[Object pointing dataset rows]
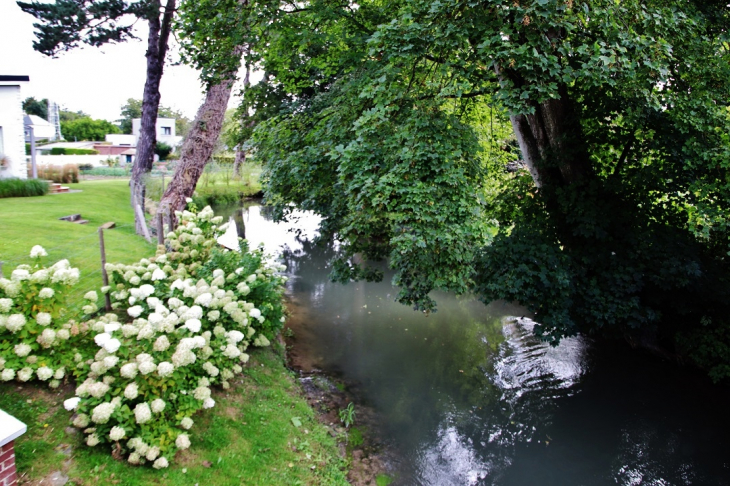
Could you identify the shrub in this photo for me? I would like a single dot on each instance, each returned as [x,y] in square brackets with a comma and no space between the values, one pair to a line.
[189,327]
[73,151]
[108,171]
[67,174]
[37,338]
[14,187]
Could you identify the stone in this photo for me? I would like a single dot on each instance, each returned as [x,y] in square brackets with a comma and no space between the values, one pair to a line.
[57,478]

## Stated problem
Write out every line of the rows above verbatim, leaving out the pictures.

## Exercise response
Could you identify the shrub in this photo for me? I would like a single dot on each instance, each returned as [x,y] in square brackets with a comma and no space between the values, one pair to a line.
[189,327]
[73,151]
[108,171]
[67,174]
[37,338]
[14,187]
Could you identify the stone in this photo for me? I would like a single dot on each instance, each returned as [x,y] in square brackets with a comma and no space between the values, one pair to a line.
[57,478]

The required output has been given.